## Texto de origen
┌──

Antes de que Gear Blues, Casanova Snake y Rodeo Tandem Beat Specter plasmasen la fórmula con perfección —cuatro japoneses comiéndose a los gringos en su terreno—, Chicken Zombies, el tercer trabajo de Thee Michelle Gun Elephant, editado en 1997, había dado con una explosiva y enjundiosa mezcla ya muy cercana a la de los álbumes mentados. Porque TMGE es uno de los escasos grupos que, sin salirse de la ortodoxia, revitalizó el rock and roll a finales de los noventa y supo dar voz propia a lo que en la mayoría es consigna repetida.

Alimentado por todos los palos de la baraja de la música del diablo, Chicken Zombies pone en pie una muralla de sonido digna de MC5 o Neil Young pero que remite igualmente a los Who, Eddie Cochran o Muddy Waters. Protagonista ineludible, la guitarra de Futoshi Abe, con su inconfundible estilo al pisar los trastes influido por Mick Green y Wilko Johnson, lidera trece canciones llenas de mordiente entre las que sobresalen los ocho minutos de Boogie, intenso y evocador tema que se desmarca del conjunto sin perder electricidad. El resto del grupo, a pesar del brillo de Futoshi, no se queda atrás en un alarde de precisión, potencia y conocimiento de causa de los que, verbigracia, Russian Huskey, Get Up Lucy o Romantic dejan constancia. Es decir, no hablamos de un mero avance de lo que está por venir, sino de lo que en aquel entonces era ya una realidad y los trabajos posteriores confirmarán sin lugar a dudas. ¿Supersuckers?, ¿Hellacopters? Sí, pero siempre por detrás de TMGE. Escuchen Chicken Zombies, y si no les queda claro, sigan con Gear Blues. Luego me dicen.

└──

## Datos disponibles

┌──

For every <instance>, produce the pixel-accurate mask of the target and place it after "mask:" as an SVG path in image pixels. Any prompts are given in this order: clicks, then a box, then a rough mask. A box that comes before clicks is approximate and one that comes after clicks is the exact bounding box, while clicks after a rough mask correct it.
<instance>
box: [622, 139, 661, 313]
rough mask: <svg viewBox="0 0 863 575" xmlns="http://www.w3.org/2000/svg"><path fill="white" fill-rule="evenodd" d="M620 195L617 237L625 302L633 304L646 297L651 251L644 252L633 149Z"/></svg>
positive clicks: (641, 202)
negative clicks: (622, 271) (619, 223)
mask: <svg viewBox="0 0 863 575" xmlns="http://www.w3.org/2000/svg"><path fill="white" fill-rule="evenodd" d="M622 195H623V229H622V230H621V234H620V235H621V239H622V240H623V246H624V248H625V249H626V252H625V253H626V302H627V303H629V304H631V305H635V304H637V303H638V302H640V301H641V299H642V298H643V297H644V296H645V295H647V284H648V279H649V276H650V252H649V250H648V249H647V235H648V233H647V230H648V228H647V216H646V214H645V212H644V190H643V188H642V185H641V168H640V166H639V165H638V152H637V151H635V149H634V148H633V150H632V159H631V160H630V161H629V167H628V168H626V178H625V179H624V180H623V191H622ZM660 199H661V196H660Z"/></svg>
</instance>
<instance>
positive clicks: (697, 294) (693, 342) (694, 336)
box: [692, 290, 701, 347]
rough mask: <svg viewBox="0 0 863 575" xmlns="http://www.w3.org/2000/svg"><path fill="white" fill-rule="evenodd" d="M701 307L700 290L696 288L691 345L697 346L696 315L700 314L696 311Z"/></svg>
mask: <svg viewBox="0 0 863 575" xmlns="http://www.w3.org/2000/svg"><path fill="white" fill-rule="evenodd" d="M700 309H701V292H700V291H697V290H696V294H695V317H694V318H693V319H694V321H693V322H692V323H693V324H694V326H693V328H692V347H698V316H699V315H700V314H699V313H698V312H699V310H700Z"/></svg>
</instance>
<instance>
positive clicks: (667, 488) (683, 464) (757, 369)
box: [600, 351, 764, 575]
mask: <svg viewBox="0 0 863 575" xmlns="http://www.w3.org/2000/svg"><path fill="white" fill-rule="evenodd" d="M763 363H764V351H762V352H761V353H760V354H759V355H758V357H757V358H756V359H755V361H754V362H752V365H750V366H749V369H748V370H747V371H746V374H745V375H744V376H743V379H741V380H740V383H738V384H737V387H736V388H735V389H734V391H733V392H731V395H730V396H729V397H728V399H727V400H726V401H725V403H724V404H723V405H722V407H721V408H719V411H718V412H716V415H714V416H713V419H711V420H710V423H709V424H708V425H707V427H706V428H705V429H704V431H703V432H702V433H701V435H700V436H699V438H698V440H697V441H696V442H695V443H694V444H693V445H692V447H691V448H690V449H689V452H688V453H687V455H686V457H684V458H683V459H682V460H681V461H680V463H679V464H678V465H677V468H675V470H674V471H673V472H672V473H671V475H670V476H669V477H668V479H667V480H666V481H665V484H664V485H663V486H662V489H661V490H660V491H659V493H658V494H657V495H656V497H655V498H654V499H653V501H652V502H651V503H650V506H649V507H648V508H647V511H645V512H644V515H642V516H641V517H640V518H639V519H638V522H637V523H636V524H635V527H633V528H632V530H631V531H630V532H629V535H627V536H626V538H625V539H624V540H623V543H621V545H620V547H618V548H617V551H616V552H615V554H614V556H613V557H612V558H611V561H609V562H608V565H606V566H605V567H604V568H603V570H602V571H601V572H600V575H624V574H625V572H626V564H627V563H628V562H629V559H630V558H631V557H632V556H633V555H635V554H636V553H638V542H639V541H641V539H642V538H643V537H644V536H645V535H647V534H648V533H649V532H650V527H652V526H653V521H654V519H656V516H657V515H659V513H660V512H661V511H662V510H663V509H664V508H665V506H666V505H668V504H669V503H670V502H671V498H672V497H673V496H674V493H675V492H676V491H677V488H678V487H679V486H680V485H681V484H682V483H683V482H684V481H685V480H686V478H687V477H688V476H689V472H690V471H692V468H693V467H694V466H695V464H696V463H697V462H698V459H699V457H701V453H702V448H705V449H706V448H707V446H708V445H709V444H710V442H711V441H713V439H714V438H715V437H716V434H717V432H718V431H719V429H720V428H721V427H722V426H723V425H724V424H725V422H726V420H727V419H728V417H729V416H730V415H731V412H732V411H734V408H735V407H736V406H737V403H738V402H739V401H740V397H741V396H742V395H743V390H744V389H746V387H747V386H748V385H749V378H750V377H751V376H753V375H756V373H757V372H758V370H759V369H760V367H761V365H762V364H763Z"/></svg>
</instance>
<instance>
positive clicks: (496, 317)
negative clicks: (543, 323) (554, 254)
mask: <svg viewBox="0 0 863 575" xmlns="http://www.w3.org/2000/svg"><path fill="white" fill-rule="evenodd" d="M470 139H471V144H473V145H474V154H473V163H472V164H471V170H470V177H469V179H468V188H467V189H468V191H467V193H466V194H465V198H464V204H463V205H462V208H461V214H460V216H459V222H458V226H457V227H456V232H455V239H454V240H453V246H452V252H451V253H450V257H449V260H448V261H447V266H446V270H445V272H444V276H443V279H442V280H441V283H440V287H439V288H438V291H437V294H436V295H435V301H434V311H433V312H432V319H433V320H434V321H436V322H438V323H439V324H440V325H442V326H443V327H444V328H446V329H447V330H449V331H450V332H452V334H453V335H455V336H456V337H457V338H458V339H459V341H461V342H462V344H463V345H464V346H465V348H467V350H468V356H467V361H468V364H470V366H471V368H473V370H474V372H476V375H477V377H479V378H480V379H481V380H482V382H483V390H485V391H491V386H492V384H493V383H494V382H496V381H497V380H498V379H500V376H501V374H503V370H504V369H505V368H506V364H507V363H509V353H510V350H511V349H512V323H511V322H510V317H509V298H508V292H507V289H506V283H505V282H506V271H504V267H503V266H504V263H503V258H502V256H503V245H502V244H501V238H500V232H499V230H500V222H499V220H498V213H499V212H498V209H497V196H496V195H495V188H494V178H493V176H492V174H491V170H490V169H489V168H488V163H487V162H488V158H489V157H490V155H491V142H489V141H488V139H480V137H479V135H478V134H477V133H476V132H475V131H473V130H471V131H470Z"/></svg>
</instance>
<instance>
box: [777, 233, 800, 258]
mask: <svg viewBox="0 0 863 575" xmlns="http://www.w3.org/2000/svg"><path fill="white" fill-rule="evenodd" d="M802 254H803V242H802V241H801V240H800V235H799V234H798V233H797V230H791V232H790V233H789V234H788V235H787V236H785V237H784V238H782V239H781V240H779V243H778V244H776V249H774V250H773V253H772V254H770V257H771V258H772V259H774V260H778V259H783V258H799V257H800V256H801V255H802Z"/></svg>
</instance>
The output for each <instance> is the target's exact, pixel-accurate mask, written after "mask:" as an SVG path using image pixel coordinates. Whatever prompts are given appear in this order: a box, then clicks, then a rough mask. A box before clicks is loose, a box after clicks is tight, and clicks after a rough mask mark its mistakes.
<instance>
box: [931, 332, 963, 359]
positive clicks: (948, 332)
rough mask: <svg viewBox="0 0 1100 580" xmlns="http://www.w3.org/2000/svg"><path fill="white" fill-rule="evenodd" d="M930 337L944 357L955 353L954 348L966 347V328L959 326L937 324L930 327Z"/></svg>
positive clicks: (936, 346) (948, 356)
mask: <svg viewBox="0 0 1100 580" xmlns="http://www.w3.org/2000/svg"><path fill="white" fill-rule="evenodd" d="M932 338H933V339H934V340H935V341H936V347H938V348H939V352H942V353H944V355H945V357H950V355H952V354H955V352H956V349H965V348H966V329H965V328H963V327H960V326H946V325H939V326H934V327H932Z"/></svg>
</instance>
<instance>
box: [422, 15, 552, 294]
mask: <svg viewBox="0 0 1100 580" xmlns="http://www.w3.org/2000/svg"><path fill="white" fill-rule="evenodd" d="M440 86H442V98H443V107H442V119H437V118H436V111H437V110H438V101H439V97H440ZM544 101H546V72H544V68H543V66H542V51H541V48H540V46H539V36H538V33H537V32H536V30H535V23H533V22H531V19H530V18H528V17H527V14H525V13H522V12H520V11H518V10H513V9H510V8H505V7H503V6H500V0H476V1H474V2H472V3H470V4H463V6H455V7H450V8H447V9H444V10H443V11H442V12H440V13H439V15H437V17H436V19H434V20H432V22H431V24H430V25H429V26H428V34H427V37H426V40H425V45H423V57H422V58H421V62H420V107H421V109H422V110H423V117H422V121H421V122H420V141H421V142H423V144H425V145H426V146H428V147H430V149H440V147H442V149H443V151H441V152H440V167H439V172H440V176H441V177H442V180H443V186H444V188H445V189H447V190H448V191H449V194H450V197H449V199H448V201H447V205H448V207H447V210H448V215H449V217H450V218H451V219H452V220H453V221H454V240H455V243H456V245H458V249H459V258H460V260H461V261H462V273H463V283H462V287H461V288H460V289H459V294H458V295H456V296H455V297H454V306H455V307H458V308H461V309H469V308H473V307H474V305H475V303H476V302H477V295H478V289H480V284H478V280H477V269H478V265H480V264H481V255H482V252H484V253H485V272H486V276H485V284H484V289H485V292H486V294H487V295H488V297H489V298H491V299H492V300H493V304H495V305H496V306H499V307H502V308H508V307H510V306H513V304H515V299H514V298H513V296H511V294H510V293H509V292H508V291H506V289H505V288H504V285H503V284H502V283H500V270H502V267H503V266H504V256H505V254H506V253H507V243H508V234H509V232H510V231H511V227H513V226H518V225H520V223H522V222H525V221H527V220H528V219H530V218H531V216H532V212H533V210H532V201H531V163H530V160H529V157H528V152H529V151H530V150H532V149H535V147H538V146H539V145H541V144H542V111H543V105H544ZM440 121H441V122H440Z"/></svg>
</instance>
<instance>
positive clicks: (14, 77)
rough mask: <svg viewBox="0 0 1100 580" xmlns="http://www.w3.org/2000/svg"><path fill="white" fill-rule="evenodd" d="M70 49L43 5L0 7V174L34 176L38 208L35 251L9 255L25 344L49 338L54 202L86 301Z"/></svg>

└──

## Tu tarea
Copia completo y sin ningún cambio el texto sobre Chicken Zombies. El listado es un material independiente del texto sobre Chicken Zombies.

## Solución del ejercicio
Antes de que Gear Blues, Casanova Snake y Rodeo Tandem Beat Specter plasmasen la fórmula con perfección —cuatro japoneses comiéndose a los gringos en su terreno—, Chicken Zombies, el tercer trabajo de Thee Michelle Gun Elephant, editado en 1997, había dado con una explosiva y enjundiosa mezcla ya muy cercana a la de los álbumes mentados. Porque TMGE es uno de los escasos grupos que, sin salirse de la ortodoxia, revitalizó el rock and roll a finales de los noventa y supo dar voz propia a lo que en la mayoría es consigna repetida.

Alimentado por todos los palos de la baraja de la música del diablo, Chicken Zombies pone en pie una muralla de sonido digna de MC5 o Neil Young pero que remite igualmente a los Who, Eddie Cochran o Muddy Waters. Protagonista ineludible, la guitarra de Futoshi Abe, con su inconfundible estilo al pisar los trastes influido por Mick Green y Wilko Johnson, lidera trece canciones llenas de mordiente entre las que sobresalen los ocho minutos de Boogie, intenso y evocador tema que se desmarca del conjunto sin perder electricidad. El resto del grupo, a pesar del brillo de Futoshi, no se queda atrás en un alarde de precisión, potencia y conocimiento de causa de los que, verbigracia, Russian Huskey, Get Up Lucy o Romantic dejan constancia. Es decir, no hablamos de un mero avance de lo que está por venir, sino de lo que en aquel entonces era ya una realidad y los trabajos posteriores confirmarán sin lugar a dudas. ¿Supersuckers?, ¿Hellacopters? Sí, pero siempre por detrás de TMGE. Escuchen Chicken Zombies, y si no les queda claro, sigan con Gear Blues. Luego me dicen.